**Objective**
Turn every line of the records below into a JSON list of strings, one string per line, leaving out blank lines.

= = = =

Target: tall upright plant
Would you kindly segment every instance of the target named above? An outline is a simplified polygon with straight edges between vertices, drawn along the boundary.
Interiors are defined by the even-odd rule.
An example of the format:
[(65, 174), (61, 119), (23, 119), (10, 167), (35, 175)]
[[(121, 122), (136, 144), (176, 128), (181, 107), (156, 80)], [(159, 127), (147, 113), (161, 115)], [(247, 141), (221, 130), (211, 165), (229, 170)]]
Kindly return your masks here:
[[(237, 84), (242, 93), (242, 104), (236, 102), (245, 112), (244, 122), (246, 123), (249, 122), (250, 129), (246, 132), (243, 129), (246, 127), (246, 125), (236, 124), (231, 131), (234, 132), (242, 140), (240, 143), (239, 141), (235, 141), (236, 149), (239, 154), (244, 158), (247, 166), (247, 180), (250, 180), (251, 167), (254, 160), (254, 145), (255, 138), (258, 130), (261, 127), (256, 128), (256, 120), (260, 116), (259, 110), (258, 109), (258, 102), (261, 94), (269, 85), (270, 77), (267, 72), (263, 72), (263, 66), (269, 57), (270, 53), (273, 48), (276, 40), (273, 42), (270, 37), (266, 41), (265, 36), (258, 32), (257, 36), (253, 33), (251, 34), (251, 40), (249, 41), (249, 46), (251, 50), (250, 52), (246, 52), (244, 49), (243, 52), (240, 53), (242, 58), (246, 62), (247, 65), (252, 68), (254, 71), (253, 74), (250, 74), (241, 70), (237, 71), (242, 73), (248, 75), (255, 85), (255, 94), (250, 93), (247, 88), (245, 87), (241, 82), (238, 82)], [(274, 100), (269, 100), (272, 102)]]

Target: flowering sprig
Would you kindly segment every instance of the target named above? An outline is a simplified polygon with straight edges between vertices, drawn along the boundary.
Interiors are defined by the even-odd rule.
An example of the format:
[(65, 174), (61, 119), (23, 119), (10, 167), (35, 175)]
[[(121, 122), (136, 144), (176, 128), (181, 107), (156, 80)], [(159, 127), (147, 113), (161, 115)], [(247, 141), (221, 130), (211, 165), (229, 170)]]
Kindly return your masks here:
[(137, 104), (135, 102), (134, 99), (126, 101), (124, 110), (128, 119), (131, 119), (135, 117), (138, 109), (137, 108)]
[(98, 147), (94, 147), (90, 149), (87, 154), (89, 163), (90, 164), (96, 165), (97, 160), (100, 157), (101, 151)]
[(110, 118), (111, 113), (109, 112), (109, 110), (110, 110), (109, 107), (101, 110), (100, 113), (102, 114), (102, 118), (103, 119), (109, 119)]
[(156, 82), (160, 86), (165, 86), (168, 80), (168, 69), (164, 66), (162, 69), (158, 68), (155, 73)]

= = = =

**Problem solution**
[
  "Target: tall upright plant",
  "Would you kindly segment every instance of the target named above? An outline is a simplified polygon with straight edges between vertices, drawn along the boundary.",
  "Interiors are defined by the even-odd rule.",
  "An example of the format:",
  "[(65, 174), (61, 119), (23, 119), (10, 167), (35, 175)]",
  "[[(121, 122), (136, 144), (176, 128), (181, 107), (156, 80)], [(159, 127), (147, 113), (161, 115)], [(247, 141), (221, 130), (211, 165), (229, 170)]]",
  "Kindly return your masks here:",
  "[[(237, 84), (242, 93), (242, 104), (236, 102), (245, 112), (244, 122), (246, 123), (249, 122), (250, 129), (246, 132), (243, 129), (246, 127), (246, 125), (236, 124), (231, 131), (234, 132), (242, 140), (240, 143), (239, 141), (235, 141), (236, 149), (239, 154), (244, 158), (247, 166), (247, 180), (250, 180), (251, 167), (254, 160), (254, 145), (255, 138), (258, 130), (261, 127), (256, 128), (256, 120), (260, 116), (259, 110), (258, 109), (258, 102), (261, 94), (269, 85), (270, 77), (267, 72), (263, 72), (263, 66), (269, 57), (270, 53), (273, 48), (276, 40), (273, 42), (270, 37), (266, 41), (265, 36), (258, 32), (257, 36), (253, 33), (251, 34), (251, 40), (249, 41), (249, 46), (251, 50), (250, 52), (246, 52), (244, 49), (243, 52), (240, 53), (242, 58), (246, 62), (247, 65), (252, 68), (254, 71), (253, 74), (250, 74), (241, 70), (237, 71), (242, 73), (248, 75), (255, 85), (255, 94), (250, 93), (247, 88), (245, 87), (241, 82), (238, 82)], [(274, 100), (269, 100), (272, 102)]]",
  "Target: flowering sprig",
  "Would you kindly segment every instance of the target named above? An outline is a simplified polygon with straight edges between vertices, drawn along the boundary.",
  "Interiors are defined by the even-odd rule.",
  "An example of the format:",
  "[(65, 174), (61, 119), (23, 119), (10, 167), (35, 175)]",
  "[[(121, 122), (136, 144), (176, 128), (181, 107), (156, 80)], [(159, 127), (147, 113), (161, 115)], [(247, 141), (221, 130), (211, 165), (229, 170)]]",
  "Kindly return your masks here:",
  "[(137, 104), (135, 102), (134, 99), (126, 101), (124, 110), (128, 119), (131, 119), (135, 117), (138, 109), (137, 108)]",
  "[(98, 147), (94, 147), (90, 149), (87, 154), (89, 163), (90, 164), (96, 165), (97, 160), (100, 157), (101, 151)]",
  "[(110, 118), (111, 113), (109, 112), (109, 110), (110, 110), (109, 107), (101, 110), (100, 113), (102, 114), (102, 118), (103, 119), (109, 119)]",
  "[(156, 82), (160, 86), (165, 86), (168, 80), (168, 69), (164, 66), (162, 69), (158, 68), (155, 73)]"
]